__ABOUT THIS EXERCISE__
Among the lines below, which ones contain the word "target"? Copy every such line.

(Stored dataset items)
━━━━
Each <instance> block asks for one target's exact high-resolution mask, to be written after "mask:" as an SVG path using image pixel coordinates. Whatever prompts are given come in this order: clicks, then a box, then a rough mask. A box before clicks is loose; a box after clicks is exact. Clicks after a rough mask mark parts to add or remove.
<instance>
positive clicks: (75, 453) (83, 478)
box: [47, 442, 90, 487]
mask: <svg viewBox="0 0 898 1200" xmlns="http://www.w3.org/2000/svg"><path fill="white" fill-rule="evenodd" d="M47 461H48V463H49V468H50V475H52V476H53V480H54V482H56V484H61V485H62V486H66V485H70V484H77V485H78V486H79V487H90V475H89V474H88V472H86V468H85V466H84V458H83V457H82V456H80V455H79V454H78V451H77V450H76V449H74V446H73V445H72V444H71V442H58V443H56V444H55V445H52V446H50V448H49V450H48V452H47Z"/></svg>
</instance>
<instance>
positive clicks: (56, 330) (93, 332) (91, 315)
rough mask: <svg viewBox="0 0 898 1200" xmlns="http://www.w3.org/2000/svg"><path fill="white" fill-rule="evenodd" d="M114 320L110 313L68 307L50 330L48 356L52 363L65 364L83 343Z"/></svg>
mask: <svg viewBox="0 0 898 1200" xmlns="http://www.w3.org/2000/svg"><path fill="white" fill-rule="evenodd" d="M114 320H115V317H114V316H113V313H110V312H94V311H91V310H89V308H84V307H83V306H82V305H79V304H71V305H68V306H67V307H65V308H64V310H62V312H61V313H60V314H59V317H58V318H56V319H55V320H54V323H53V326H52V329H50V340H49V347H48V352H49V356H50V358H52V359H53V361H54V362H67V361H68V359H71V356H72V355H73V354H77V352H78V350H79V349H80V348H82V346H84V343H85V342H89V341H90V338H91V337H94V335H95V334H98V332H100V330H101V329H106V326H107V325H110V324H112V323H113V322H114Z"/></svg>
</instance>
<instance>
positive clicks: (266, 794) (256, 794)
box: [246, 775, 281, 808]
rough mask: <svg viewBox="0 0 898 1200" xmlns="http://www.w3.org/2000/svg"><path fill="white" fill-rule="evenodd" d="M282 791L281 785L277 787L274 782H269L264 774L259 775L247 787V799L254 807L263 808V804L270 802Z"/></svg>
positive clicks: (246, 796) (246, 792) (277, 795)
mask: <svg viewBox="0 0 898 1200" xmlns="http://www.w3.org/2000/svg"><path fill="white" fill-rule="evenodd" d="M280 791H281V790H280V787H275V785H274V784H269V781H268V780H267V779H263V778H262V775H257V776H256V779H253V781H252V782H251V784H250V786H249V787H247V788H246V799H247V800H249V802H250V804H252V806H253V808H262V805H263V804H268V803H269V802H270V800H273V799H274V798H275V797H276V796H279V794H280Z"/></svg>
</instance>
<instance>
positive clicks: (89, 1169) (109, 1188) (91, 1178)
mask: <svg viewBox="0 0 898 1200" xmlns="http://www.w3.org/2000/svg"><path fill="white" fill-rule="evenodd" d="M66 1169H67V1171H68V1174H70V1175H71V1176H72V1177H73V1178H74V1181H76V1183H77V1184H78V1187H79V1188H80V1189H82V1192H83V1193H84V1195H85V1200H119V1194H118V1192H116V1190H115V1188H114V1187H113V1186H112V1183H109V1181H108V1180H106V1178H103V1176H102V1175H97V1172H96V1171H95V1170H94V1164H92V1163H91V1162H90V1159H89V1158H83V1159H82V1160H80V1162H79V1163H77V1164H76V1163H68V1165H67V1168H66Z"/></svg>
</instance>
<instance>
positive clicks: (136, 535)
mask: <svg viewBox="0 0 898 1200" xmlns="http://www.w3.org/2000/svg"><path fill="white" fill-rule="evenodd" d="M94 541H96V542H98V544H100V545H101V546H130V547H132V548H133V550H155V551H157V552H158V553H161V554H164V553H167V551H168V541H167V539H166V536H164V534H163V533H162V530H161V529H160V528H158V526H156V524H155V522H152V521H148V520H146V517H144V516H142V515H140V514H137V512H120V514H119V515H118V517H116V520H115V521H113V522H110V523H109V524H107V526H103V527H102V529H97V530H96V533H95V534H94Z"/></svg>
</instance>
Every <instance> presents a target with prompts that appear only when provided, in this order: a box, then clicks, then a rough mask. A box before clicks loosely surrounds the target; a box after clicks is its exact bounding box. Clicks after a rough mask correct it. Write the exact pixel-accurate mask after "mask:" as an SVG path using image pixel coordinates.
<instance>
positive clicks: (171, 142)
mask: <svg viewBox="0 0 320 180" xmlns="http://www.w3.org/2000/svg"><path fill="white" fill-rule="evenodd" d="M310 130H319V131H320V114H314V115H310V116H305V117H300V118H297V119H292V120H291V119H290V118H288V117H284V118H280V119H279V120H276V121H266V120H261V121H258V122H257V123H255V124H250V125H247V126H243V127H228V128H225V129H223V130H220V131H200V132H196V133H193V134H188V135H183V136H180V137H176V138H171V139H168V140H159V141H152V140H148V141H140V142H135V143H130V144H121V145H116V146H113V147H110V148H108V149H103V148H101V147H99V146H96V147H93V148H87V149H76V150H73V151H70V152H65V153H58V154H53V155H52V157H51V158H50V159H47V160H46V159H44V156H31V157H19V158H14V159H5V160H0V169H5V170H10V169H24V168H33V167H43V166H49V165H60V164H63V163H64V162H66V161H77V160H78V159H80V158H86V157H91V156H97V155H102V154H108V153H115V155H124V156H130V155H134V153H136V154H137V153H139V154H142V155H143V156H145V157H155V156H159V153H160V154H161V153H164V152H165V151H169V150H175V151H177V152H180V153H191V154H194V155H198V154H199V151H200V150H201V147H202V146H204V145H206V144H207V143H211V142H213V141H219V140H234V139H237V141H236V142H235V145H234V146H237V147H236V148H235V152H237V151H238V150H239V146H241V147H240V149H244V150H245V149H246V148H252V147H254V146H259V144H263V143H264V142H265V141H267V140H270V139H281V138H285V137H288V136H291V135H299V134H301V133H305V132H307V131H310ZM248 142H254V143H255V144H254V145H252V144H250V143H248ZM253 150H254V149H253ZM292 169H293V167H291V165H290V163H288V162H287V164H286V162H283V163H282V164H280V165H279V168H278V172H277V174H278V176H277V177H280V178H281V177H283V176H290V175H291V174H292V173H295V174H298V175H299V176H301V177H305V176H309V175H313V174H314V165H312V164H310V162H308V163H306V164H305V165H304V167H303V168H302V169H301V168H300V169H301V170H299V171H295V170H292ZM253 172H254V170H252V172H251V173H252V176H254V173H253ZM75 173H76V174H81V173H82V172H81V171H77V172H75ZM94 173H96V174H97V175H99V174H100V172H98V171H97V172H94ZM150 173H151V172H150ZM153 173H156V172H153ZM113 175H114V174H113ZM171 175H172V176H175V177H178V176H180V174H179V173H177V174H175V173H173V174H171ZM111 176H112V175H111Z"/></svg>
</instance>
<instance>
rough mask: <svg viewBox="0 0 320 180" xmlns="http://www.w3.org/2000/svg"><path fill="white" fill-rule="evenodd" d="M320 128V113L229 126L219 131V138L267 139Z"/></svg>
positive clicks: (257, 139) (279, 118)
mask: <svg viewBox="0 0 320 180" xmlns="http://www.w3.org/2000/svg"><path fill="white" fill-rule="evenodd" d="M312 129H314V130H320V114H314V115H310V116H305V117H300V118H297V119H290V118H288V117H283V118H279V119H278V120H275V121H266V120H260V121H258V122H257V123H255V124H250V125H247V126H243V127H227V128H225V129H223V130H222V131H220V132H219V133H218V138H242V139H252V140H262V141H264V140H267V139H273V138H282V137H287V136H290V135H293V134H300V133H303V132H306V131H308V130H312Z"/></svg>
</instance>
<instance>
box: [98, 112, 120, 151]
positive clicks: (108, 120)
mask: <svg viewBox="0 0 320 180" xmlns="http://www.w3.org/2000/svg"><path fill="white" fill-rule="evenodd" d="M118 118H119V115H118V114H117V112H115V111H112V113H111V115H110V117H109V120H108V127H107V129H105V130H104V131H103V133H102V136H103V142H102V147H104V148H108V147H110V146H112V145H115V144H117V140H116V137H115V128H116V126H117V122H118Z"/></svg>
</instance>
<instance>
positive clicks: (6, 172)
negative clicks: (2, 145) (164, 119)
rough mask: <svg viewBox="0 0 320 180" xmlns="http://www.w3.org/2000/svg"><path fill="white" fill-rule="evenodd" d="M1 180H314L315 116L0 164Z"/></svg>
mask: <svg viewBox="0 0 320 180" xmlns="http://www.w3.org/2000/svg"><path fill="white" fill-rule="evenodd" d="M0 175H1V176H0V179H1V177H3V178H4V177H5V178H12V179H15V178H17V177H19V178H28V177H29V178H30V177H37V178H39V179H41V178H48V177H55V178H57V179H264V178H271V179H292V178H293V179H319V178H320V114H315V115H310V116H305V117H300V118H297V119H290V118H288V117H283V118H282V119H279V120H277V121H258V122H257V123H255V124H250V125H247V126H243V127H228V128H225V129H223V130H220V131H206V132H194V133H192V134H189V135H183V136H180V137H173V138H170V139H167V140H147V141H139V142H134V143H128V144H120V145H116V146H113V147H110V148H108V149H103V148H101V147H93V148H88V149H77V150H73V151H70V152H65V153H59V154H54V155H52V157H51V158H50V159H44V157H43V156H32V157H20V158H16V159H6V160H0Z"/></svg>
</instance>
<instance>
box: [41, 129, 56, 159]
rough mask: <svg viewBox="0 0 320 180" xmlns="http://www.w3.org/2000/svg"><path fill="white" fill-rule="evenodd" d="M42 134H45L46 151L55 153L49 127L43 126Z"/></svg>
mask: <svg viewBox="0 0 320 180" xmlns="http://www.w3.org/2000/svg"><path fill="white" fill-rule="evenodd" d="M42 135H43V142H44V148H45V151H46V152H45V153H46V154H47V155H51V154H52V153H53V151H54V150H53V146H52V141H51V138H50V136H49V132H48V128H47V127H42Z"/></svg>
━━━━
__FINISHED EXERCISE__
Each <instance> block asks for one target's exact high-resolution mask, to be written after "mask:" as an SVG path using image pixel coordinates. Whatever prompts are given come in this order: clicks, then a box, then a rough mask. A box before clicks is loose; a box after clicks is exact. Clicks after a rough mask mark parts to add or remove.
Every <instance> presents a target with prompts that appear only when provided, in this order: a box, then clicks, then a rough mask. A box before clicks loosely surrounds the target; a box after clicks is its exact bounding box. Clicks after a rough mask correct it. Write the exact pixel-accurate mask after "mask:" as an SVG path using image pixel coordinates.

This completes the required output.